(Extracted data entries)
------------------------------

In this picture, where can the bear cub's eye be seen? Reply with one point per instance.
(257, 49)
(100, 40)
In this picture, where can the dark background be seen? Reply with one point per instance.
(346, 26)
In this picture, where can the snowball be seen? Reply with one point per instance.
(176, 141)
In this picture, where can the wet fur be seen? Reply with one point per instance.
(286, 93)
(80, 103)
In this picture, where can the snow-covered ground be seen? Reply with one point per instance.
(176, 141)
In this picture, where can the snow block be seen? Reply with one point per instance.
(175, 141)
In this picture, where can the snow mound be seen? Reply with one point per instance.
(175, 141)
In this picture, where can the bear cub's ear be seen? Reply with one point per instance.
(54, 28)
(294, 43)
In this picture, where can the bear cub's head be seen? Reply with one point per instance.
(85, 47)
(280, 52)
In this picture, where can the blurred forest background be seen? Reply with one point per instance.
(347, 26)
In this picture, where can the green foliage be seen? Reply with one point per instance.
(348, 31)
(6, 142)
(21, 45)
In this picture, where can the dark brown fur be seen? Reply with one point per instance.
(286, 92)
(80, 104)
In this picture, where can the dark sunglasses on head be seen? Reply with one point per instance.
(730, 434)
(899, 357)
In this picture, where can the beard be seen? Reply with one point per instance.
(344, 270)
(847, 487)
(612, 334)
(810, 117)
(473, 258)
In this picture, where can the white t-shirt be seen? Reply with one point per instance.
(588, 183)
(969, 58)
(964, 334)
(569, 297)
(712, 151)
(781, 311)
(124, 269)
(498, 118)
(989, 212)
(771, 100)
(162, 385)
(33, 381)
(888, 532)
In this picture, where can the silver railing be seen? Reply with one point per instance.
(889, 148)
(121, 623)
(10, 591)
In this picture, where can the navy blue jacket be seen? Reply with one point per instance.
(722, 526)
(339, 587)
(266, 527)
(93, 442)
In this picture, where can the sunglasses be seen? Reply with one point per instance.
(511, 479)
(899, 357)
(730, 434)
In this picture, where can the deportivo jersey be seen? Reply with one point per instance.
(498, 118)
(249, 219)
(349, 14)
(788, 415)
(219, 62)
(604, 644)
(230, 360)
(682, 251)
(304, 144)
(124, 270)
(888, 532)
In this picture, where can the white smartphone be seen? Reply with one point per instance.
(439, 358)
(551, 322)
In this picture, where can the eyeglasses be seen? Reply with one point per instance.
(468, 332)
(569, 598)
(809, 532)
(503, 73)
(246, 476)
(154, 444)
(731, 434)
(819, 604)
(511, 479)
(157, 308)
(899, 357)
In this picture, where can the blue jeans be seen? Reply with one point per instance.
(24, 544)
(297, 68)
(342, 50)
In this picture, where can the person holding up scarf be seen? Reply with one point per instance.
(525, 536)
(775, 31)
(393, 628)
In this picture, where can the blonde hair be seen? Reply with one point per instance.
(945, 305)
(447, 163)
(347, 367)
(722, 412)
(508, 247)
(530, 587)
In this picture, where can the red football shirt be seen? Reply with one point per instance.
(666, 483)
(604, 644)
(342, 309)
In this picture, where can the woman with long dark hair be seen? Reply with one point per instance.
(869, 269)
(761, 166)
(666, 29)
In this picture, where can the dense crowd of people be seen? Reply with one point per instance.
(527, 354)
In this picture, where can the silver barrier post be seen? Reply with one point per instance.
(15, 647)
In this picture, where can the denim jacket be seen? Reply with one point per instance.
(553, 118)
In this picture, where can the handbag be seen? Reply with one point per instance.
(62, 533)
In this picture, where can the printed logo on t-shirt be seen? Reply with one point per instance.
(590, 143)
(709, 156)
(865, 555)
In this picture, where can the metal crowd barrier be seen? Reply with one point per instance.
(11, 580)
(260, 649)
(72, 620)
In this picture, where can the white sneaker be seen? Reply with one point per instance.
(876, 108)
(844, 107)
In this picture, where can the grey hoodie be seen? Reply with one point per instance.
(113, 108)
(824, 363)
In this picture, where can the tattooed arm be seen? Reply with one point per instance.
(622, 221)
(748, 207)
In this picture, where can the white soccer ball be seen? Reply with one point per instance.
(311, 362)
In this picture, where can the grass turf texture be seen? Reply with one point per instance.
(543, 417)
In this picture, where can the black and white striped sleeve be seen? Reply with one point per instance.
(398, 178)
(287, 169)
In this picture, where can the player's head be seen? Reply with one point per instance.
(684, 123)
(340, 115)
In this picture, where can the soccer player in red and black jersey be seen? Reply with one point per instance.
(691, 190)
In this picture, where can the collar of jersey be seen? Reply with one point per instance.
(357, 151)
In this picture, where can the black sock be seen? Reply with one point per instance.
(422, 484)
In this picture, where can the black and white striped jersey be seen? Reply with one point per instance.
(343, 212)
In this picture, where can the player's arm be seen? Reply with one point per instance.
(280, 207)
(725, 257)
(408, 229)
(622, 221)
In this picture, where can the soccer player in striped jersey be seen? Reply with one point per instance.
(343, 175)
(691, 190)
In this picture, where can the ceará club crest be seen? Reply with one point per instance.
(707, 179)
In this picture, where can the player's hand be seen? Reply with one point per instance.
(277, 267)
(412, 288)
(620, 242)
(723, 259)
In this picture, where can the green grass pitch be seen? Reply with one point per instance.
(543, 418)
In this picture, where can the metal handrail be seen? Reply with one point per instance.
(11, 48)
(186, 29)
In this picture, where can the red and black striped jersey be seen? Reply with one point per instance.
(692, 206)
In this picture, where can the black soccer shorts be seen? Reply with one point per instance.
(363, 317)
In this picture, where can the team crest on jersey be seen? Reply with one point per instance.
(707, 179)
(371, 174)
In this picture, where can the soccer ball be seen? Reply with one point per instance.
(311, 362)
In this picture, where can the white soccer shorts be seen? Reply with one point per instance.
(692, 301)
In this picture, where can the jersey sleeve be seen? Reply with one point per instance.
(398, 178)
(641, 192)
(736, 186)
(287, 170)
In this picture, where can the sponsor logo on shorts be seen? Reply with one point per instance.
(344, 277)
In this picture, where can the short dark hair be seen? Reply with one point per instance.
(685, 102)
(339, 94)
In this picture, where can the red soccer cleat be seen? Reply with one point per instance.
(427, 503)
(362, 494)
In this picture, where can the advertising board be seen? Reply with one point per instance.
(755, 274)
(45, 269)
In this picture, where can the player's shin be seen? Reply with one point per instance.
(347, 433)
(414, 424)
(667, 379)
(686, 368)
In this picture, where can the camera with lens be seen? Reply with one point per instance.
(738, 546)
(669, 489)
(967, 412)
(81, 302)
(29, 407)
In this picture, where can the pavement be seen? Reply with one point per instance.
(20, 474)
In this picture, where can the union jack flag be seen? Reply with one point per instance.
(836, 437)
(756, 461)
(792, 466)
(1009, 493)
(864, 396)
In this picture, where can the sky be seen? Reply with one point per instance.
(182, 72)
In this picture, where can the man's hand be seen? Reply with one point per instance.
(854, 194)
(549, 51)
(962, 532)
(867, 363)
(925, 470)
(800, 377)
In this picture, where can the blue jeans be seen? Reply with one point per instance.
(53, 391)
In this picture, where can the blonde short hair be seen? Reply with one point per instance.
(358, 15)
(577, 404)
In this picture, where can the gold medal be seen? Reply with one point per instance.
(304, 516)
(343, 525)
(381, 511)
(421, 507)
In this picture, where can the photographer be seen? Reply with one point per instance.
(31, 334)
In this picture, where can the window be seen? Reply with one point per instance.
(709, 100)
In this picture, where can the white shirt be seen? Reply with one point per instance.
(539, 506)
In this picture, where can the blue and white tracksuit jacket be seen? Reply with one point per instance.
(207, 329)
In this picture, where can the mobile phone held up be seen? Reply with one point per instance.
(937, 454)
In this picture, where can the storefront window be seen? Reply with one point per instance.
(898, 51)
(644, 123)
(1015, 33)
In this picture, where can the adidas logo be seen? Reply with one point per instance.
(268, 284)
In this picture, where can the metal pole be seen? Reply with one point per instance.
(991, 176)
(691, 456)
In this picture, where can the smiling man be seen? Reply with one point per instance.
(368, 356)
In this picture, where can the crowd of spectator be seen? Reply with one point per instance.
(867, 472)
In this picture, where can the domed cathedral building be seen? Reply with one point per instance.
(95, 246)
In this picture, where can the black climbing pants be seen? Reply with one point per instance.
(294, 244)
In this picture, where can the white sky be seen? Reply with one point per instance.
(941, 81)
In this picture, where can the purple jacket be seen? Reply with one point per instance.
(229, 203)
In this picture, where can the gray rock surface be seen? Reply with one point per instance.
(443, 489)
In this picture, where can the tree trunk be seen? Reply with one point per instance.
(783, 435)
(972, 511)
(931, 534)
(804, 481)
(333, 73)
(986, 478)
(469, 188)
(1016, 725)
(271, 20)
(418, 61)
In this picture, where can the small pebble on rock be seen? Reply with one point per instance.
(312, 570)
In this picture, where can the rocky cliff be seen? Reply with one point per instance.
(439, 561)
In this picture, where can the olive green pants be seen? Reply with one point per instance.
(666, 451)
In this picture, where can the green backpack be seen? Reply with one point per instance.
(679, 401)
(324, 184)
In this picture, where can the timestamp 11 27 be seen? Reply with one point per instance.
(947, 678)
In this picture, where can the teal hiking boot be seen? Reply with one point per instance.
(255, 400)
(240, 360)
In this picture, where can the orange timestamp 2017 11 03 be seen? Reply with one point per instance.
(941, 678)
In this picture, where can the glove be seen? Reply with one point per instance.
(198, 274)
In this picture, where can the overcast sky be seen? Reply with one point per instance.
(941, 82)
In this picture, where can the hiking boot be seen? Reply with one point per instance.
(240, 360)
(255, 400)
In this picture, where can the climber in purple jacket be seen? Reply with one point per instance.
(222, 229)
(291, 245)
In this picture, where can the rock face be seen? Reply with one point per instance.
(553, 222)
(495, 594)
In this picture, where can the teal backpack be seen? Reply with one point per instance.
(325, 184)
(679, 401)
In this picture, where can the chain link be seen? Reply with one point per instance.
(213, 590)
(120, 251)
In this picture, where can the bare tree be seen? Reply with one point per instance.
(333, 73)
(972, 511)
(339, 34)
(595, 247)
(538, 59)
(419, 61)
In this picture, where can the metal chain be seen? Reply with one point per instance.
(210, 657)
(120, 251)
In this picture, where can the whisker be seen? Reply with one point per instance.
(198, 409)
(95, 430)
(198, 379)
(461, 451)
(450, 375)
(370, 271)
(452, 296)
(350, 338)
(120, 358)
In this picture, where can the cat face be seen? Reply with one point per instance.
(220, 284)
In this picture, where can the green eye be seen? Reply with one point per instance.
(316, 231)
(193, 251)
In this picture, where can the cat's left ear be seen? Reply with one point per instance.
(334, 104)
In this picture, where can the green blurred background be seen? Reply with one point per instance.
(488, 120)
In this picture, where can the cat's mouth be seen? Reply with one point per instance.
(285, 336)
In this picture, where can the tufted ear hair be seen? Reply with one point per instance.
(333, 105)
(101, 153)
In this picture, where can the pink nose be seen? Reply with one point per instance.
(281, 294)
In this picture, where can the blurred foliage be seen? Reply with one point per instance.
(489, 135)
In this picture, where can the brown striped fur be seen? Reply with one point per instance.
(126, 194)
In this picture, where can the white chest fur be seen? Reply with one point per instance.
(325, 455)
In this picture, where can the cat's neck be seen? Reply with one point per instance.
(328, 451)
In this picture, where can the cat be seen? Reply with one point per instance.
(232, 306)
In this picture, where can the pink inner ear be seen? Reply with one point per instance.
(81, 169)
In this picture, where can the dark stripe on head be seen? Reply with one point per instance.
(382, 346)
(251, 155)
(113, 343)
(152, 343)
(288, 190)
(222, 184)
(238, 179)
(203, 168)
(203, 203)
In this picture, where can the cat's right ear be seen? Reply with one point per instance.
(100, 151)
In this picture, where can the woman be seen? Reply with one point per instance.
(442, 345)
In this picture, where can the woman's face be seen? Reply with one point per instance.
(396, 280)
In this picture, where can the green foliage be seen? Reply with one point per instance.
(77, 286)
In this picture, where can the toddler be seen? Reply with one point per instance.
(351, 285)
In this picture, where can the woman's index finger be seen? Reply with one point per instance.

------------------------------

- What to do
Reproduce exactly the line containing "In this picture, where can the cat face" and every line after it through the end of the records above, and nothing else.

- Output for this exercise
In this picture, where can the cat face be seen? Reply with one point per instance.
(220, 284)
In this picture, where can the green eye be seen? Reply with one point per instance.
(316, 231)
(193, 251)
In this picture, where can the cat's left ear be seen? Reply with one point per instance.
(334, 104)
In this picture, where can the green blurred background be seen? Reply with one point per instance.
(488, 120)
In this picture, where can the cat's mouth be seen? Reply with one point per instance.
(285, 336)
In this picture, where can the tufted ear hair be seen? Reply with one point per instance.
(333, 105)
(101, 153)
In this picture, where can the pink nose be seen? Reply with one point per instance.
(281, 294)
In this picture, where can the blurred foliage be seen? Reply with one point per instance.
(489, 135)
In this picture, where can the brown striped fur be seen? Reply with one point per instance.
(126, 194)
In this picture, where can the white chest fur be seen? Reply with one point per instance.
(325, 455)
In this picture, where can the cat's neck be seen? Reply with one point per instance.
(328, 451)
In this picture, where can the cat be seen? Reply with one point per instance.
(232, 306)
In this picture, where can the pink inner ear be seen? Reply with one point per instance.
(81, 169)
In this picture, where can the dark stripe on head be seen? Reply with one point per instance.
(382, 346)
(251, 155)
(113, 343)
(152, 343)
(288, 190)
(222, 184)
(238, 179)
(203, 168)
(203, 203)
In this picture, where can the cat's right ear be seen? Reply with one point per instance.
(100, 151)
In this picture, where can the woman be seen? Reply with one point per instance.
(442, 345)
In this picture, where can the woman's face be seen? Reply with one point per instance.
(396, 280)
In this picture, where can the green foliage be seen? Reply with one point per instance.
(77, 286)
In this picture, where can the toddler be seen? Reply with one point per instance.
(351, 285)
In this picture, where can the woman's index finger be seen? Reply with one point per instance.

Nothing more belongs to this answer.